Privilege. It’s a loaded word as we try to move from a whites-know-best world to a more open, fair, and accepting society. Privilege means more than just higher status: it means that the privileged never have to question their reality while forcing others of lower status to adapt to it. Two movies take on the concept of privilege from the outsider’s point of view in very different ways and epochs.
Beatriz at Dinner
Critics are hailing Miguel Arteta’s Beatriz at Dinner as the first salvo in cinema’s assault on 2017 Trump-era racism. Can it live up to the billing? Director Miguel Arteta and screenwriter Mike White stack the deck in favor of a Mexican-born heroine speaking truth to power, yet oddly undermine her at the same time.
Lonely massage therapist and New Age healer Beatriz (Salma Hayek, deglamorized and a little broad in the beam) arrives for an appointment at the Malibu mansion of longtime client Kathy (Connie Britton, nailing decent-but-clueless-rich-lady to the wall). Having once ministered to Kathy’s cancer-stricken daughter, Beatriz enjoys a position as a family friend, albeit one at arm’s length. When Beatriz’s old hooptie breaks down, Kathy invites her to stay for an important dinner party celebrating a deal that benefits evil tycoon Doug Strutt (John Lithgow). Strutt is a famous killer of big game, a proud polluter, and possibly a destroyer of Beatriz’s Mexican hometown—and the kind of guy who hits up any nearby brown-skinned person for a topper on his bourbon.

▶ PROVIDED DATA
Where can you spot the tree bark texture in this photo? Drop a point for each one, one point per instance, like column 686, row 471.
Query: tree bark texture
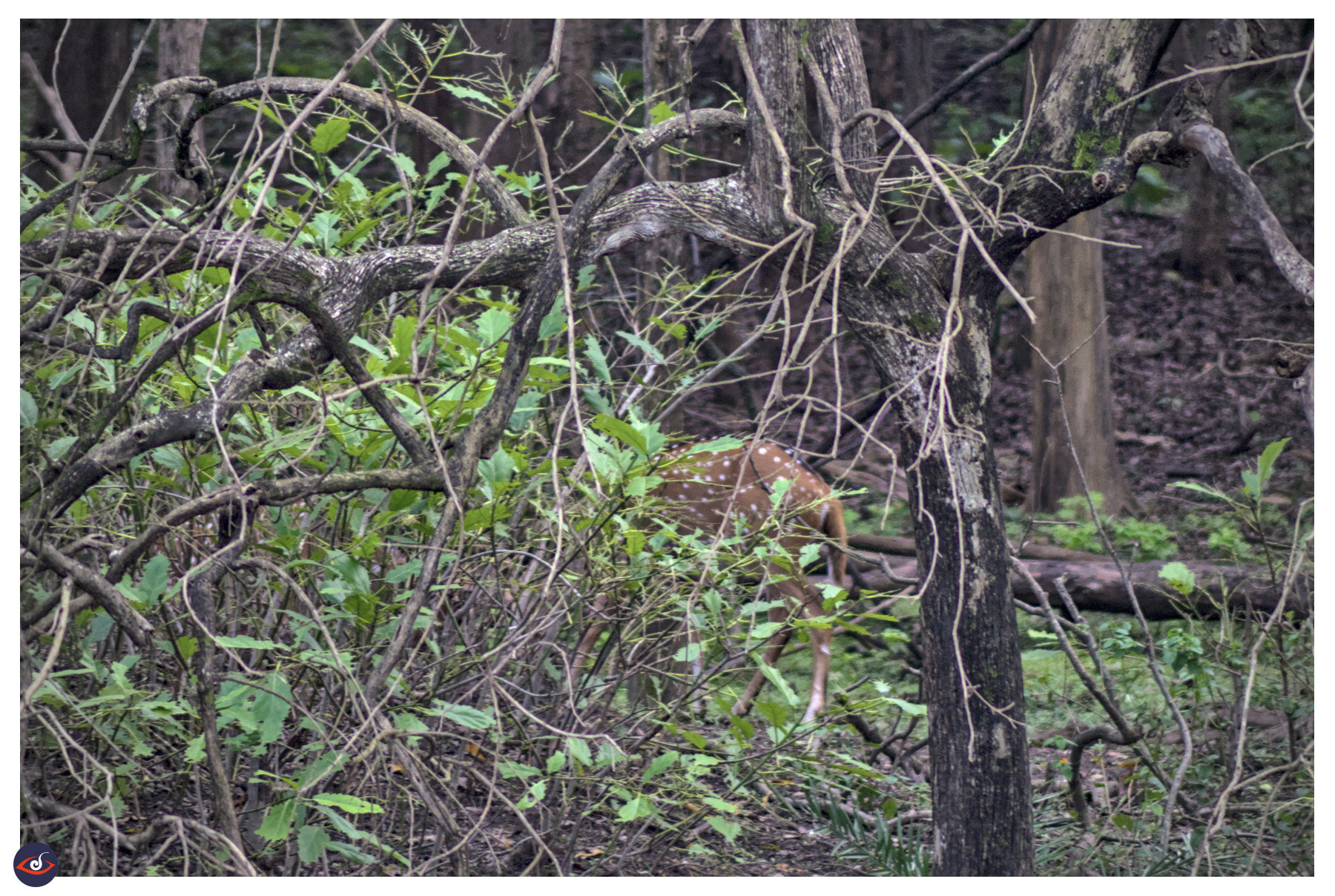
column 1204, row 230
column 1066, row 280
column 179, row 45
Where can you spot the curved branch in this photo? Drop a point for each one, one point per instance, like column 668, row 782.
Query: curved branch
column 96, row 587
column 126, row 151
column 347, row 287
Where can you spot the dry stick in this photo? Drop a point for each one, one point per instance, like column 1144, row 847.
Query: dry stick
column 949, row 200
column 1295, row 561
column 1135, row 605
column 1214, row 70
column 785, row 163
column 1211, row 143
column 1123, row 732
column 932, row 103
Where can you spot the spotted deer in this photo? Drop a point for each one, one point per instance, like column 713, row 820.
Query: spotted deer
column 716, row 489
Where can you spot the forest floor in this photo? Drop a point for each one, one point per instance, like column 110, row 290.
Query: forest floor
column 1196, row 398
column 1195, row 390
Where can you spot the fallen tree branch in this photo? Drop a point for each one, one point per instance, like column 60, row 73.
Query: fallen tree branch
column 906, row 548
column 1098, row 587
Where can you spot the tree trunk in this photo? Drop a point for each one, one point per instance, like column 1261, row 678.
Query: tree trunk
column 93, row 59
column 179, row 43
column 1204, row 231
column 1066, row 278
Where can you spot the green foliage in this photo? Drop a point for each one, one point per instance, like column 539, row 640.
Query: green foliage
column 1133, row 537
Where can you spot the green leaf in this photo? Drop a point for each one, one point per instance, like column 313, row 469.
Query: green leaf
column 661, row 113
column 509, row 768
column 156, row 575
column 58, row 449
column 537, row 791
column 350, row 852
column 774, row 712
column 187, row 645
column 621, row 430
column 271, row 709
column 777, row 680
column 330, row 134
column 696, row 740
column 434, row 167
column 493, row 325
column 1181, row 579
column 469, row 93
column 907, row 708
column 661, row 764
column 578, row 748
column 310, row 843
column 362, row 228
column 278, row 822
column 406, row 166
column 721, row 444
column 245, row 642
column 467, row 716
column 354, row 804
column 1266, row 464
column 554, row 320
column 636, row 808
column 722, row 806
column 593, row 352
column 722, row 826
column 644, row 346
column 27, row 409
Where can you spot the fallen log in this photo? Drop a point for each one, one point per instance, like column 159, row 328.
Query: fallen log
column 899, row 547
column 1095, row 585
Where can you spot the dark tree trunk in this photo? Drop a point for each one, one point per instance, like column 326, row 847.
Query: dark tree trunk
column 179, row 45
column 83, row 59
column 1204, row 231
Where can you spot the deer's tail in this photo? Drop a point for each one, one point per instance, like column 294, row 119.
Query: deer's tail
column 834, row 530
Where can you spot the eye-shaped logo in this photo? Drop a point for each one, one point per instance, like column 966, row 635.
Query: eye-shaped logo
column 35, row 864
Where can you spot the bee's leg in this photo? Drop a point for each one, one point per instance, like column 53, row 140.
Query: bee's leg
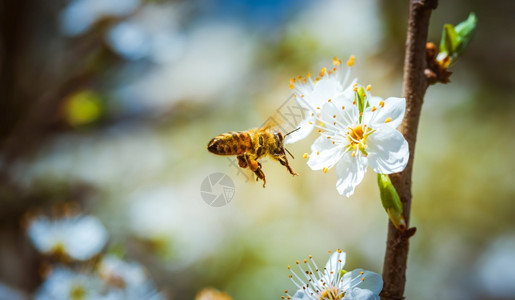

▶ EXERCISE REQUIREMENTS
Copy out the film piece on privilege above word for word, from its opening word "Privilege" through its final sentence.

▶ TASK RESULT
Privilege. It’s a loaded word as we try to move from a whites-know-best world to a more open, fair, and accepting society. Privilege means more than just higher status: it means that the privileged never have to question their reality while forcing others of lower status to adapt to it. Two movies take on the concept of privilege from the outsider’s point of view in very different ways and epochs.
Beatriz at Dinner
Critics are hailing Miguel Arteta’s Beatriz at Dinner as the first salvo in cinema’s assault on 2017 Trump-era racism. Can it live up to the billing? Director Miguel Arteta and screenwriter Mike White stack the deck in favor of a Mexican-born heroine speaking truth to power, yet oddly undermine her at the same time.
Lonely massage therapist and New Age healer Beatriz (Salma Hayek, deglamorized and a little broad in the beam) arrives for an appointment at the Malibu mansion of longtime client Kathy (Connie Britton, nailing decent-but-clueless-rich-lady to the wall). Having once ministered to Kathy’s cancer-stricken daughter, Beatriz enjoys a position as a family friend, albeit one at arm’s length. When Beatriz’s old hooptie breaks down, Kathy invites her to stay for an important dinner party celebrating a deal that benefits evil tycoon Doug Strutt (John Lithgow). Strutt is a famous killer of big game, a proud polluter, and possibly a destroyer of Beatriz’s Mexican hometown—and the kind of guy who hits up any nearby brown-skinned person for a topper on his bourbon.